====== RECORD EXTRACTS

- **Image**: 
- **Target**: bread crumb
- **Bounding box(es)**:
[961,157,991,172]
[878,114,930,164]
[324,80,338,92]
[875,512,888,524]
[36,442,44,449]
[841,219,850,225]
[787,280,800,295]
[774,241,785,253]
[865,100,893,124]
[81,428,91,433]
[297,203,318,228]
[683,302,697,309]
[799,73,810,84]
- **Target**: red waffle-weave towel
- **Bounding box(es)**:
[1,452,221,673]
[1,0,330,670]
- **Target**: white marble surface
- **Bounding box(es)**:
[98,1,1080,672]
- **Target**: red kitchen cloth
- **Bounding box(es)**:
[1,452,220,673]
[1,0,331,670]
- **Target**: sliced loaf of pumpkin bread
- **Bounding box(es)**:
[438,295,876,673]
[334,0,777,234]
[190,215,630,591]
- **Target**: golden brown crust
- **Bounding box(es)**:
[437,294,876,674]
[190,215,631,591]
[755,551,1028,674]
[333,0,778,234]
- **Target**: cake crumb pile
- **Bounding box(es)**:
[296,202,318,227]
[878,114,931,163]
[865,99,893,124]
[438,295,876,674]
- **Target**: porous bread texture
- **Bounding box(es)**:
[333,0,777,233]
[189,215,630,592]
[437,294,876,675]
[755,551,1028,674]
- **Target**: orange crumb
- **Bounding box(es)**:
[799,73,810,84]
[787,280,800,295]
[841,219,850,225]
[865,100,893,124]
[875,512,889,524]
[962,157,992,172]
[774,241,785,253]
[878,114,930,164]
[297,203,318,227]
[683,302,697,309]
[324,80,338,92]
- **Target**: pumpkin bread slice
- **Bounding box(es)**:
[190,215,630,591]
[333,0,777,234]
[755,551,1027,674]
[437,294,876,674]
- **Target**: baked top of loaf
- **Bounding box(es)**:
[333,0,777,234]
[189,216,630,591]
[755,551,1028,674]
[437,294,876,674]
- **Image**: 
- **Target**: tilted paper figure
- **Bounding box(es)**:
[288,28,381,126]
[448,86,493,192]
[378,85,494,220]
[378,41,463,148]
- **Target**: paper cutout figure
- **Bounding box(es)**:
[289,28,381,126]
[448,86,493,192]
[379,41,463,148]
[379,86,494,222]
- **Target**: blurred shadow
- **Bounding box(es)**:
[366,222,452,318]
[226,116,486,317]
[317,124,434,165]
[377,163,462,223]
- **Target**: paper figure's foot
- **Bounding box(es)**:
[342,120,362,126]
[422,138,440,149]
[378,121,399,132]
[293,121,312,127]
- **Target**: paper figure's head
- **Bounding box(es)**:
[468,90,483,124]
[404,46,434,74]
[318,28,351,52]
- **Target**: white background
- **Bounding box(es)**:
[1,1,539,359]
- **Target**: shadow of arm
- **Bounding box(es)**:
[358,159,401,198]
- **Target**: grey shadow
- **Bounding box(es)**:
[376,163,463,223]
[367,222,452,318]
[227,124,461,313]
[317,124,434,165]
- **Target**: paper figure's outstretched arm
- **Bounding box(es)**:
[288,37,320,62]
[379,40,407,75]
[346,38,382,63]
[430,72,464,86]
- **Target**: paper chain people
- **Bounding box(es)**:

============

Within the material above, copy exactly the lines from the line that holds "- **Target**: bread crumb" up to and including the line that holds "- **Target**: porous bread texture".

▸ **TASK RESPONSE**:
- **Target**: bread crumb
- **Bounding box(es)**:
[961,157,991,172]
[878,114,930,164]
[324,80,338,92]
[875,512,888,524]
[36,442,44,449]
[841,219,850,225]
[787,280,800,295]
[774,241,785,253]
[865,100,893,124]
[81,428,91,433]
[297,203,318,228]
[683,302,697,309]
[799,73,810,84]
- **Target**: red waffle-weave towel
- **Bounding box(es)**:
[1,452,221,673]
[1,0,330,670]
- **Target**: white marble surface
- **Bounding box(es)**:
[98,1,1080,672]
- **Target**: red kitchen cloth
- **Bounding box(es)**:
[1,452,220,673]
[1,0,331,670]
- **Target**: sliced loaf of pumpkin bread
- **Bounding box(es)**:
[438,295,876,673]
[334,0,777,234]
[190,215,630,591]
- **Target**: golden brown crust
- **Bounding box(es)**:
[437,294,876,674]
[190,215,631,591]
[755,551,1028,674]
[333,0,778,234]
- **Target**: cake crumb pile
- **Bounding box(es)**:
[296,202,318,227]
[878,114,931,163]
[865,99,893,124]
[438,295,876,674]
- **Target**: porous bread texture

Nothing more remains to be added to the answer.